* REQUIRED WORK *
1. In the post about grace notes in notation programs, which kind of grace notes is called the nightmare of nightmares?
2. Please carry on the post about grace notes in notation programs from the point where it stops.

* SELECTED EXCERPT *
=-=-=
Grace notes are the nightmare of every notation program I used so far (Finale, Sibelius, and unfortunately Dorico). Dorico even adds the problem that grace note groups have its notes alligned across the staffs that uses them, instead of having each his independent spacing.
But on-the-beat grace notes are the nightmare of nightmares.

Recently I converted a piece to Dorico with this kind of on-the-beat grace notes, and I was forced to adopt different methods for each situation.
The tuplet method is really a PITA as you say (my brains hurts after so many calculations for the ideal ratio), although works well in some situations. But, as you somewhat pointed out, as it isn’t a rhthmically/spacially independent scenario like that of a grace note, poses a lot of note spacing problems if there’s other rhythmic durations on other instruments on the same beat.
What I do in those cases is to simpy put regular grace notes and then space-drag them in Engrave mode to the correct rhythmic place. The problem is that this method is also an enourmous PITA, I’m afraid.
=-=-=
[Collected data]
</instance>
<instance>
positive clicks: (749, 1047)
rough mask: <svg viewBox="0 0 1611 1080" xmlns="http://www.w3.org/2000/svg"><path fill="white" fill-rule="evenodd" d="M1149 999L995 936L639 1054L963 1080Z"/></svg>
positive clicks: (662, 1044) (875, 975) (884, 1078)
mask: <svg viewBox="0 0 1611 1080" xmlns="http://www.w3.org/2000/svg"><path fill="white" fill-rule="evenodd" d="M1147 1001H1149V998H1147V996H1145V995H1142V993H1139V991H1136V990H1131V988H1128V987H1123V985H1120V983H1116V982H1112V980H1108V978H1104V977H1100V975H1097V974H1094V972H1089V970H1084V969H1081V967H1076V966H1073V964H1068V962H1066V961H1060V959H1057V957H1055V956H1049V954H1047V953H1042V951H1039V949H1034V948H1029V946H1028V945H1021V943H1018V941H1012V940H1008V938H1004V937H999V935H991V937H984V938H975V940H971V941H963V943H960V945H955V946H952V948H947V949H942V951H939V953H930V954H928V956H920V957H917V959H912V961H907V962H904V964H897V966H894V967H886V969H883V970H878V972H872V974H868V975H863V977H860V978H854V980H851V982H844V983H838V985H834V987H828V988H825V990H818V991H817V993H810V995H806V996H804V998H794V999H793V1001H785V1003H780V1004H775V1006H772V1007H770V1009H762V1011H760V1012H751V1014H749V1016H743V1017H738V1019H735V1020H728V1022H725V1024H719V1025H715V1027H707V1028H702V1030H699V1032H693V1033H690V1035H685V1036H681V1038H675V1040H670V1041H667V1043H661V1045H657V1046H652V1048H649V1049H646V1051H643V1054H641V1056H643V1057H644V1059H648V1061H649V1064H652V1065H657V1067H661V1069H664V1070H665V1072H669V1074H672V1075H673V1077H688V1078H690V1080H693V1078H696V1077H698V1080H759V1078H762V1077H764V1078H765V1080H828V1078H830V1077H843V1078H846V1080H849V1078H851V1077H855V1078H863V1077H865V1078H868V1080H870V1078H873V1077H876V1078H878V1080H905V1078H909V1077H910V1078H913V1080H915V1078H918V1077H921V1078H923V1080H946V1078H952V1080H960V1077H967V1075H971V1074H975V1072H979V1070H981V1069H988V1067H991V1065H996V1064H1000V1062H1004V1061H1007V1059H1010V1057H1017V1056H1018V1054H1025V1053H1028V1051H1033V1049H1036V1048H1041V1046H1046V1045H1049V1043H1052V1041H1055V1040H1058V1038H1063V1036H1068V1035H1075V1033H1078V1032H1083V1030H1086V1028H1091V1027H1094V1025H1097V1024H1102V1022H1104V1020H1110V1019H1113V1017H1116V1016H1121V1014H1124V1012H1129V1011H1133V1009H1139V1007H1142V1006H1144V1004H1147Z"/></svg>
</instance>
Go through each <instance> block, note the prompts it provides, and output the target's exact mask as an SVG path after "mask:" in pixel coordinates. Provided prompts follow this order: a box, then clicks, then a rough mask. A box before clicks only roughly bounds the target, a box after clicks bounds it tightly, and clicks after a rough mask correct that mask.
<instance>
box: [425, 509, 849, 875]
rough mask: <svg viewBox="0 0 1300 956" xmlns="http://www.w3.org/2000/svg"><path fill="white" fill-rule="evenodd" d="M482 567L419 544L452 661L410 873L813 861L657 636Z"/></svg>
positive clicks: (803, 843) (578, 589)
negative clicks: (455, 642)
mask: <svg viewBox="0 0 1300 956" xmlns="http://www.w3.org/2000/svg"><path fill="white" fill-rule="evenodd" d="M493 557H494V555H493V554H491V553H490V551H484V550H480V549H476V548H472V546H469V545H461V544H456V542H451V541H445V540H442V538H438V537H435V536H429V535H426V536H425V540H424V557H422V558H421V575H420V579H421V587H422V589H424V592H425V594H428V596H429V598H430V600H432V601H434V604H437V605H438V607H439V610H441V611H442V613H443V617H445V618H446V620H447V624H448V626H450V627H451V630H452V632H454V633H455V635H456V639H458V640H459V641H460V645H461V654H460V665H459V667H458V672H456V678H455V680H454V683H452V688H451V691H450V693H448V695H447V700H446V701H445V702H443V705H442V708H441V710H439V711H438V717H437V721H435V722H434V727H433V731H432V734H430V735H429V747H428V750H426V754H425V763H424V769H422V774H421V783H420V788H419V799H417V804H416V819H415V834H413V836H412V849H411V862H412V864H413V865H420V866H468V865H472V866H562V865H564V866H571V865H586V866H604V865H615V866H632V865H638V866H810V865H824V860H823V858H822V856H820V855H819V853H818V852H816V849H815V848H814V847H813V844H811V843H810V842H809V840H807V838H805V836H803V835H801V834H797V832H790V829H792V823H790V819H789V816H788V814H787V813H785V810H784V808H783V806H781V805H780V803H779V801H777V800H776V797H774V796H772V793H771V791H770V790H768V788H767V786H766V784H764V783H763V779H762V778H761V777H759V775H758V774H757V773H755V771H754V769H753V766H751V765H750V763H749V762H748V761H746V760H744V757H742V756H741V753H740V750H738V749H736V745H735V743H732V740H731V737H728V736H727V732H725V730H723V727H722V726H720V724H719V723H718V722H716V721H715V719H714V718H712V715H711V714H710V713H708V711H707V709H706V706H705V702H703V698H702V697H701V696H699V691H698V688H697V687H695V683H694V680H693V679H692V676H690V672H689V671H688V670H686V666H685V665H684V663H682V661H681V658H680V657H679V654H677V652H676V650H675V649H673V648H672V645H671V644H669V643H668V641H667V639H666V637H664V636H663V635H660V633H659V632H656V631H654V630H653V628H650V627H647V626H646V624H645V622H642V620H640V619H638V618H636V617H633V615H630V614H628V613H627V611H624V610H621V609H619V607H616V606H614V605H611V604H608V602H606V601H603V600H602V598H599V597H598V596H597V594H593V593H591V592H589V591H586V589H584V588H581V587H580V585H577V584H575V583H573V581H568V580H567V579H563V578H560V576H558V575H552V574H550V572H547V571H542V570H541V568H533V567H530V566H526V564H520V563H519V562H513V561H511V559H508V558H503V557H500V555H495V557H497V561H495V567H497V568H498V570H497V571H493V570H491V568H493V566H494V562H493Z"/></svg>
=-=-=
* YOUR WRITTEN ANSWERS *
1. On-the-beat grace notes.

2.
I don’t use here your two-voice notation convention, but this:

so I don’t know if this helps you in your case.

I just loath workarounds… What I wished was that, besides the normal/current “acciacaturas” (slashed) before-the-beat graphical placement, there was a behaviour for on-the-beat “appoggiaturas” (unslashed) that would automatically put the grace note group starting on the corresponding rhytmic position, with the notes (including the regular main note) at the right of the rhytmic position.
But I guess that will never happen, as this is to much a niche thing to implement…

I imagine that highly esoteric notation (or playback) will always [involve] a certain amount of working-around, at least until it becomes standard.

Yes, I even forgot the playback trouble (altough my priority is always the notation)…

Hey, @Derrek and @emar ! Thank you very much for sharing your experiences and your solutions! Highly appreciated! (Due to a flue my response comes very late, sorry for that!)
Personally, I do not care so much about playback (I usually use Cubase for that), but very much about layout.
And … I am not so sure, if this is “esoteric” notation… :wink: Maybe you use the term in a special manner that I am not aware of. But I would connect composers like Ligeti and Boulez to such composition techniques, and those do not classify as “esoteric”, right?

Performance-wise, the before-/on-the-beat concepts (acciacatura/appoggiatura, in baroque? terminology) are certainly not esoteric things, going back to centuries ago. What isn’t that common is the more specific notation for on-the-beat grace notes, which can vary depending on the situation or the composer.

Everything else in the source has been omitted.